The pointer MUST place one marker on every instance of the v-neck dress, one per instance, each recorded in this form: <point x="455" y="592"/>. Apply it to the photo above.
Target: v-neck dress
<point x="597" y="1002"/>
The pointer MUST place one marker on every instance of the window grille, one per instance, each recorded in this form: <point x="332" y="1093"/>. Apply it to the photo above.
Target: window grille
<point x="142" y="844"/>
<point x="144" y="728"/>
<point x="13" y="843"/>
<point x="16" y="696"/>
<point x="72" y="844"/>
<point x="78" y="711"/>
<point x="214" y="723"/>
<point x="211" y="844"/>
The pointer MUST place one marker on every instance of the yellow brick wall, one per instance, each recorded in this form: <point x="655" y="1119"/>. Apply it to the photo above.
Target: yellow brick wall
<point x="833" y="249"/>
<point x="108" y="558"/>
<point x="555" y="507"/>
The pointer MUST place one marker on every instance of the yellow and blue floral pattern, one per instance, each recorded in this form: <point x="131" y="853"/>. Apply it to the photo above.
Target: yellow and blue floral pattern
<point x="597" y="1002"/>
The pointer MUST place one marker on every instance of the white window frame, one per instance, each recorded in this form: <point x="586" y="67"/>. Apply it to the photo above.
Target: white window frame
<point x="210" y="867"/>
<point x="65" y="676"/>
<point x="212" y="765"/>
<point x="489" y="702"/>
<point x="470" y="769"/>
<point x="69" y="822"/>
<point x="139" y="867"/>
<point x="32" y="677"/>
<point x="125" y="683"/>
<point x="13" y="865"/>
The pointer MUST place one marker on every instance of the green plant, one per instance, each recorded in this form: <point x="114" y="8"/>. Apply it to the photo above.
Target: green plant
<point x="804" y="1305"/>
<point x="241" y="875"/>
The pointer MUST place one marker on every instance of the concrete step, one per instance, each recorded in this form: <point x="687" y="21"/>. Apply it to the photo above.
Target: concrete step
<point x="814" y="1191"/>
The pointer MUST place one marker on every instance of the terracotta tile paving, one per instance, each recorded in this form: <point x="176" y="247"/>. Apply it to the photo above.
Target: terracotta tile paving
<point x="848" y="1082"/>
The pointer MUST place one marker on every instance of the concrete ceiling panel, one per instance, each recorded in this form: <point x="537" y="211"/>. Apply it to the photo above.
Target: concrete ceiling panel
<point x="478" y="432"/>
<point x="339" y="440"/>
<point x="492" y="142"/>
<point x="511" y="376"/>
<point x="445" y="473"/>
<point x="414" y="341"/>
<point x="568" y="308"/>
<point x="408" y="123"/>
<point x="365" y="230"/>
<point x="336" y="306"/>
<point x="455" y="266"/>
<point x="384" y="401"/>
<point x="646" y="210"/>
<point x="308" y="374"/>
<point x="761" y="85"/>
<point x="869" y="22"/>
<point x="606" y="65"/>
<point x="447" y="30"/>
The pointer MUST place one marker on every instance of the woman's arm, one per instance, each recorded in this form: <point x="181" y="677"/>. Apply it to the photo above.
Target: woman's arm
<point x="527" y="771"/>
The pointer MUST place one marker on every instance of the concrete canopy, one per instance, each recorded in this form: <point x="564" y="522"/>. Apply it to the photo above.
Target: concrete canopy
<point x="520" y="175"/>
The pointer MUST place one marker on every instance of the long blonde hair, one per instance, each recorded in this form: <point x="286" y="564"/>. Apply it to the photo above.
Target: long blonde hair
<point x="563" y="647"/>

### Instruction
Write out the complete set of records exactly as given.

### Complete answer
The pointer MUST place one marker on every instance of the v-neck dress, one per instance, each recorded in this form: <point x="455" y="592"/>. Apply it to the photo above.
Target: v-neck dress
<point x="597" y="1002"/>
The pointer MUST place one marker on every instance of the window grille, one per instance, each recorded in this form: <point x="332" y="1093"/>. Apply it to the photo above.
Target: window grille
<point x="142" y="844"/>
<point x="144" y="728"/>
<point x="13" y="843"/>
<point x="16" y="696"/>
<point x="72" y="844"/>
<point x="78" y="711"/>
<point x="214" y="723"/>
<point x="211" y="844"/>
The pointer MUST place one marker on every instance of the yellow brick wall, one per instance, each recorded in this form: <point x="655" y="1119"/>. Apply it to the photo above.
Target: yellow brick wall
<point x="833" y="249"/>
<point x="108" y="558"/>
<point x="555" y="507"/>
The pointer MUST place one marker on every instance of the yellow and blue floral pattern, one per instance, each recorded in this form: <point x="131" y="853"/>. Apply it to the photo above.
Target: yellow and blue floral pattern
<point x="597" y="1002"/>
The pointer MUST place one marker on every instance of the white window frame, one per instance, each recorded in this form: <point x="586" y="67"/>. Apply it to the photo above.
Target: white window frame
<point x="210" y="867"/>
<point x="65" y="676"/>
<point x="212" y="765"/>
<point x="489" y="702"/>
<point x="470" y="769"/>
<point x="69" y="822"/>
<point x="139" y="867"/>
<point x="32" y="677"/>
<point x="125" y="683"/>
<point x="13" y="865"/>
The pointer MUST place one marker on every instance of the green plant, one per instance, each recorded in this form: <point x="114" y="8"/>. Apply it to the photo above.
Target: green plant
<point x="804" y="1305"/>
<point x="241" y="875"/>
The pointer MUST place one marker on every instance of the concrete step, one per instance, each recorded in this form: <point x="687" y="21"/>. Apply it to the photo above.
Target: concrete step
<point x="814" y="1191"/>
The pointer MUST place one marker on every instance of the terracotta tile paving, one per instance, each recorded in this form: <point x="176" y="247"/>. Apply it to the photo above.
Target: terracotta tile paving
<point x="848" y="1082"/>
The pointer MUST place one marker on every instance of the concrete ceiling panel, one per instance, each recorded in this form: <point x="537" y="211"/>. Apply it to the photo above.
Target: concrete ceiling panel
<point x="478" y="432"/>
<point x="339" y="440"/>
<point x="492" y="142"/>
<point x="511" y="376"/>
<point x="445" y="473"/>
<point x="414" y="341"/>
<point x="568" y="308"/>
<point x="408" y="123"/>
<point x="365" y="230"/>
<point x="336" y="306"/>
<point x="455" y="266"/>
<point x="384" y="401"/>
<point x="646" y="210"/>
<point x="308" y="374"/>
<point x="761" y="85"/>
<point x="869" y="22"/>
<point x="606" y="65"/>
<point x="447" y="30"/>
The pointer MUST place one marker on every instance of the woman's arm, one per instance, each recorded in this form: <point x="181" y="677"/>. Apply it to the photo above.
Target: woman's arm
<point x="527" y="771"/>
The pointer MUST place one marker on every instance of the concrete canopy, one per instance, each recorded in this form: <point x="564" y="522"/>. Apply it to the photo above.
Target: concrete canopy
<point x="520" y="175"/>
The pointer MUST place one marker on every instance of the long blonde hair, one per instance, each recorded in this form: <point x="286" y="564"/>. Apply it to the photo above.
Target: long blonde hair
<point x="563" y="647"/>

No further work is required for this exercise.